# Exercise data
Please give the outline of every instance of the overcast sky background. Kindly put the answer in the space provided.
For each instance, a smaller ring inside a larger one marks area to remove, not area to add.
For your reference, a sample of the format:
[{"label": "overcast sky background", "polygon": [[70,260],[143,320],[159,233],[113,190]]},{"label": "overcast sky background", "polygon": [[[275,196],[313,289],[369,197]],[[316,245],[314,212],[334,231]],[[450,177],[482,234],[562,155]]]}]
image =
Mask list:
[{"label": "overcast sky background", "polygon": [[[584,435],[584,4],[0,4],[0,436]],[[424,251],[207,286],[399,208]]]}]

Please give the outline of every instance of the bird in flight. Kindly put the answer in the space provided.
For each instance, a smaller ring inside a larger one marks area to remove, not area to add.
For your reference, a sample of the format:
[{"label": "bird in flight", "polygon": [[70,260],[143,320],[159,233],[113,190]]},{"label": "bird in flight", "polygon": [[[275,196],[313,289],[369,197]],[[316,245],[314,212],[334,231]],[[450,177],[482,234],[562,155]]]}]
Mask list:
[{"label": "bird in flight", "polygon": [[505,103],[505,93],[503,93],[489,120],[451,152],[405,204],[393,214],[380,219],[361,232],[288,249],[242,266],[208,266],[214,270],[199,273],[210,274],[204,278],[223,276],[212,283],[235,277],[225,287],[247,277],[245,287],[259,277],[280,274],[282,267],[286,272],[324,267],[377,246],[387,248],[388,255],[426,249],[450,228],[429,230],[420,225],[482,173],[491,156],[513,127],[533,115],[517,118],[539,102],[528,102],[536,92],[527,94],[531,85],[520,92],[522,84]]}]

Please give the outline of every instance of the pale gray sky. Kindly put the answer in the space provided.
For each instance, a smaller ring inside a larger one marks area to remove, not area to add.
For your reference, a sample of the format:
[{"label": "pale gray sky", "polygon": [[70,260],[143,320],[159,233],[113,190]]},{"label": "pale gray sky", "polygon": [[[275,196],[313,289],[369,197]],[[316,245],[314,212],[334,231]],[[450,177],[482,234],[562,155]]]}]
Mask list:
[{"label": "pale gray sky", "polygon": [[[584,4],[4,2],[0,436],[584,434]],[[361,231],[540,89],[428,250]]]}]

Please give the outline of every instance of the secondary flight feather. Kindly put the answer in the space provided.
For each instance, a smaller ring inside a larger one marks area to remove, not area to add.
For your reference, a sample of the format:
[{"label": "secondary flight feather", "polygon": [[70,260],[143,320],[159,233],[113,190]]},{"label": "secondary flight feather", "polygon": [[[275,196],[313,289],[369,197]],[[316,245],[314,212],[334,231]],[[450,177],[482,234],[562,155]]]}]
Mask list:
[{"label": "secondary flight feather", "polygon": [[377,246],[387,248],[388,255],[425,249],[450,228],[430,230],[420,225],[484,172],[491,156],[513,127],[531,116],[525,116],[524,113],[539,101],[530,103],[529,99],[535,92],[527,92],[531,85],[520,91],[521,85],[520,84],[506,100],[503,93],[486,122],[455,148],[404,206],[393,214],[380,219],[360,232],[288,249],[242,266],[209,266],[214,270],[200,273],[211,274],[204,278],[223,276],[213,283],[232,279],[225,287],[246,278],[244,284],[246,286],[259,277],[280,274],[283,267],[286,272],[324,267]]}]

--

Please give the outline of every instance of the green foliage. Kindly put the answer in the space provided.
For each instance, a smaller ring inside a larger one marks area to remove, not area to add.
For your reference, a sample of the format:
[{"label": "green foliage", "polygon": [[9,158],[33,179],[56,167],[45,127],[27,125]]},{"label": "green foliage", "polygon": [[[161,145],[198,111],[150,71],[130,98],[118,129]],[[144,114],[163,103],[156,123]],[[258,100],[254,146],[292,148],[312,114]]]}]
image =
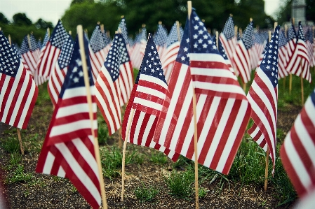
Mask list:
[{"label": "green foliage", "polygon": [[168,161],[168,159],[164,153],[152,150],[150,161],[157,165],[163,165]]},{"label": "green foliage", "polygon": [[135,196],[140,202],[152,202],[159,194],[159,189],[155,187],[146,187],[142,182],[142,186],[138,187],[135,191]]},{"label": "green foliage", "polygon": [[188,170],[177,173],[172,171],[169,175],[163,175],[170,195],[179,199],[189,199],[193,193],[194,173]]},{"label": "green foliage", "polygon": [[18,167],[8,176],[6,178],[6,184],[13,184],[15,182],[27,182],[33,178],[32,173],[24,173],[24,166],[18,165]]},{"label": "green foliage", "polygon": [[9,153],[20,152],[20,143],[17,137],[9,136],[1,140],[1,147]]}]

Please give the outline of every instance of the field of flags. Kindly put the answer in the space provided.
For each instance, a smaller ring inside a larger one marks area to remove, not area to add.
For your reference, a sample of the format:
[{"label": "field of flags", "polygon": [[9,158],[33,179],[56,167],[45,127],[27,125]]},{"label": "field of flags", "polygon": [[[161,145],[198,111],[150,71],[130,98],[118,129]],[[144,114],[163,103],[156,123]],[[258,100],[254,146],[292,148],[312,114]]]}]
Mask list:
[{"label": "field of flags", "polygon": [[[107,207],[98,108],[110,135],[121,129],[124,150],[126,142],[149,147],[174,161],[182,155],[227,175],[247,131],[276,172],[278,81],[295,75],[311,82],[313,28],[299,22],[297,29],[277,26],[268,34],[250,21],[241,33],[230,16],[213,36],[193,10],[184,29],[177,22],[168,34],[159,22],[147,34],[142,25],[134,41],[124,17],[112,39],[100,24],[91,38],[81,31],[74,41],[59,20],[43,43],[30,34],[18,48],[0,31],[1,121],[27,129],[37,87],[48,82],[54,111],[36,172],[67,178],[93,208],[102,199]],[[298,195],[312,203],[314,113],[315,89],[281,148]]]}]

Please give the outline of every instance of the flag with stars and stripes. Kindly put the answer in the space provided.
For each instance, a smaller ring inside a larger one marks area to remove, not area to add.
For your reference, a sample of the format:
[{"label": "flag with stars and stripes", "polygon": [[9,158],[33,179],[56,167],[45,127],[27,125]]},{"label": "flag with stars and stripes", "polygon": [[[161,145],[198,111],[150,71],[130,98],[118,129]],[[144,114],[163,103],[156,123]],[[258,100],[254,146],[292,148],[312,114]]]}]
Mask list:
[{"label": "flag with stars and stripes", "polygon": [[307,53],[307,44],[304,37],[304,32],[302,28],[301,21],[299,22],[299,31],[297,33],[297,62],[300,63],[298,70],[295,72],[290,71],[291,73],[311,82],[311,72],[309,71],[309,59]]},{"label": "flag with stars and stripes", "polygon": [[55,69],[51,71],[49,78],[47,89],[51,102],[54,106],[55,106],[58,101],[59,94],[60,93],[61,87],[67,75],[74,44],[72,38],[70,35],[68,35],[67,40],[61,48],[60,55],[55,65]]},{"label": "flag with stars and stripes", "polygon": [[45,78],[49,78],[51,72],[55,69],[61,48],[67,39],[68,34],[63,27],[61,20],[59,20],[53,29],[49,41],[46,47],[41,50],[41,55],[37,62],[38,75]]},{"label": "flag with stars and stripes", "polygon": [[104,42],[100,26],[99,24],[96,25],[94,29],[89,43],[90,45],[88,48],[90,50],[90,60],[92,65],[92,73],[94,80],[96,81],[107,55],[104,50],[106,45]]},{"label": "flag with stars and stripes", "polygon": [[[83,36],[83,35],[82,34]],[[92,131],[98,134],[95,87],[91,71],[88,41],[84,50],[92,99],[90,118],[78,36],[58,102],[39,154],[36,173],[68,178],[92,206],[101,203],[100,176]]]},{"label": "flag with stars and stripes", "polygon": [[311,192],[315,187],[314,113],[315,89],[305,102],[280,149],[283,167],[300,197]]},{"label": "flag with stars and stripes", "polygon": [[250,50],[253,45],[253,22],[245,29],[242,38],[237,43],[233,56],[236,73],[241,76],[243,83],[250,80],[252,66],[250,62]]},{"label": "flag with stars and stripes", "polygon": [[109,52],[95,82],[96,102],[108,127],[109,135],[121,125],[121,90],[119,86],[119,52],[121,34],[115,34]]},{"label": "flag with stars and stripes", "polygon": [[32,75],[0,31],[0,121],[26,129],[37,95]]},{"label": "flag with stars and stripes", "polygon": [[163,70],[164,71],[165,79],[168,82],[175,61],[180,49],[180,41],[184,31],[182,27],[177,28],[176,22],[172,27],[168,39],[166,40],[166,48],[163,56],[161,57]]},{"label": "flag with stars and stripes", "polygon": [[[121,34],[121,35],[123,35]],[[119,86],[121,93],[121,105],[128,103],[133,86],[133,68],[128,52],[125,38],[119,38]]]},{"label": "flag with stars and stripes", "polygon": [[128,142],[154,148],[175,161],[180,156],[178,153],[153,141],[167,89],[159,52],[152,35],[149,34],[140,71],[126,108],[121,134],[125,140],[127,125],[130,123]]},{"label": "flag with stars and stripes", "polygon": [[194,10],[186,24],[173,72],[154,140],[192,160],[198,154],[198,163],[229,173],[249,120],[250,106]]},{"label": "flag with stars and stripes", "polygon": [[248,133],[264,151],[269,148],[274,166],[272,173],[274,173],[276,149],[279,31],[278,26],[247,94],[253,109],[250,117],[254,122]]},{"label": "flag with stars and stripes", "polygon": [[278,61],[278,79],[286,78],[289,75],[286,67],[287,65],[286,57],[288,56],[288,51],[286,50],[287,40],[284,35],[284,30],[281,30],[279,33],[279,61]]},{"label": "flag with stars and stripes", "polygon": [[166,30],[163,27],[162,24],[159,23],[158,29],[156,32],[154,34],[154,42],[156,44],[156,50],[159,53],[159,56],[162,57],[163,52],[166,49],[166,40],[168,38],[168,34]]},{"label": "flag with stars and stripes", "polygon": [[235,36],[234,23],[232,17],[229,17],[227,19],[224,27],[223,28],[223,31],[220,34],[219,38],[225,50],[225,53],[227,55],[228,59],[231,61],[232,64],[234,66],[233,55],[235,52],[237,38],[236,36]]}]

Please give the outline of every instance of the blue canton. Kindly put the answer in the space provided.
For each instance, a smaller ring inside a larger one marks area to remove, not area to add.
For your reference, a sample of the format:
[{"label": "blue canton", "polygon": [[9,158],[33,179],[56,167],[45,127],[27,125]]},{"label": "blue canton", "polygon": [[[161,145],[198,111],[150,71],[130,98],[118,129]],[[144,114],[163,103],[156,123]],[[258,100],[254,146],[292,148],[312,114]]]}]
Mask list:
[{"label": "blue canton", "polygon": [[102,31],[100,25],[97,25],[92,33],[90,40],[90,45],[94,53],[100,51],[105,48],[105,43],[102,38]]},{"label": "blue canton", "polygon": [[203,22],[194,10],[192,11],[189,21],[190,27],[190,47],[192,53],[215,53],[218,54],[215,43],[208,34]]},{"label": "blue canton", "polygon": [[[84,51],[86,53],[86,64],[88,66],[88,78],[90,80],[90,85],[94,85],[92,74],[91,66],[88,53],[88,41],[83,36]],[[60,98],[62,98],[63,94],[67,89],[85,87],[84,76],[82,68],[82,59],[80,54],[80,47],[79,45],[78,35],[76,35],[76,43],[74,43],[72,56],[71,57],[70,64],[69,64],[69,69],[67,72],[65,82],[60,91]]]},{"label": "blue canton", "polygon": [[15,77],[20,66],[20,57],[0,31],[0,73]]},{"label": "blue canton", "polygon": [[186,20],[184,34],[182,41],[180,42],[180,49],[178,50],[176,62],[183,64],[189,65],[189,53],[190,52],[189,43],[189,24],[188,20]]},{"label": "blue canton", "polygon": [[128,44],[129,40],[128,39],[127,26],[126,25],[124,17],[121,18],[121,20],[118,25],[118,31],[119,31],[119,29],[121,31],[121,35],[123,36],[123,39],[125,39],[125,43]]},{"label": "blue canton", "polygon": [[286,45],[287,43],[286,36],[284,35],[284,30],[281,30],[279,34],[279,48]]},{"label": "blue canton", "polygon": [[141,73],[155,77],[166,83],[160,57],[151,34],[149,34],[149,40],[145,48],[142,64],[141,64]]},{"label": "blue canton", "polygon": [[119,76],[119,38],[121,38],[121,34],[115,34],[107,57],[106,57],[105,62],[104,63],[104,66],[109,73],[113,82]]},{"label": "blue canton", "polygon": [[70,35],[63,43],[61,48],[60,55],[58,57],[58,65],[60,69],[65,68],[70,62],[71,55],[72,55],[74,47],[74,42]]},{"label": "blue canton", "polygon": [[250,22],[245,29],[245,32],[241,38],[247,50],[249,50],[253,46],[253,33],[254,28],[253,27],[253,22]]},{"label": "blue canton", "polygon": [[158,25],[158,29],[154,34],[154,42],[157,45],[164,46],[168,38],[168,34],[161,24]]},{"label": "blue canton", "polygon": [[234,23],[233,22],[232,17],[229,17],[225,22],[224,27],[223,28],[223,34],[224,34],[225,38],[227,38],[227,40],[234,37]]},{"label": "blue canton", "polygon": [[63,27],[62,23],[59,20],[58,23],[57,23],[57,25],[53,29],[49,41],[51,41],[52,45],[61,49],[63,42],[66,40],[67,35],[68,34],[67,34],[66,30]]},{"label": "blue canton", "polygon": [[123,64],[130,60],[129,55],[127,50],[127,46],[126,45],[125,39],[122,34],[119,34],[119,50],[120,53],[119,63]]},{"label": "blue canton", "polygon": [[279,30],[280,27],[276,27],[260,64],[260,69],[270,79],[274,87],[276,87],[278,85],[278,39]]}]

# Exercise details
Pick out each line in the items above that contains the word "Please" and copy those lines in full. Only matches with the same capitalization count.

# Solution for this exercise
Please give the outline of every instance of the overcast sky background. Kindly put the answer in the space provided.
Please give the outline of every instance of the bird in flight. Kindly put the answer in the space provided.
Please give the outline of every instance of the pale gray sky. Kindly put the answer in the space provided.
Please give the outline of every instance of the secondary flight feather. Kindly put the answer in the space provided.
Please give the outline of every instance of the green foliage. Kindly put the answer in the space provided.
Please give the outline of every instance of the field of flags. Kindly put the answer in the space provided.
Please give the outline of every instance of the flag with stars and stripes. Kindly put the answer in the space provided.
Please give the outline of every instance of the blue canton. Kindly put the answer in the space provided.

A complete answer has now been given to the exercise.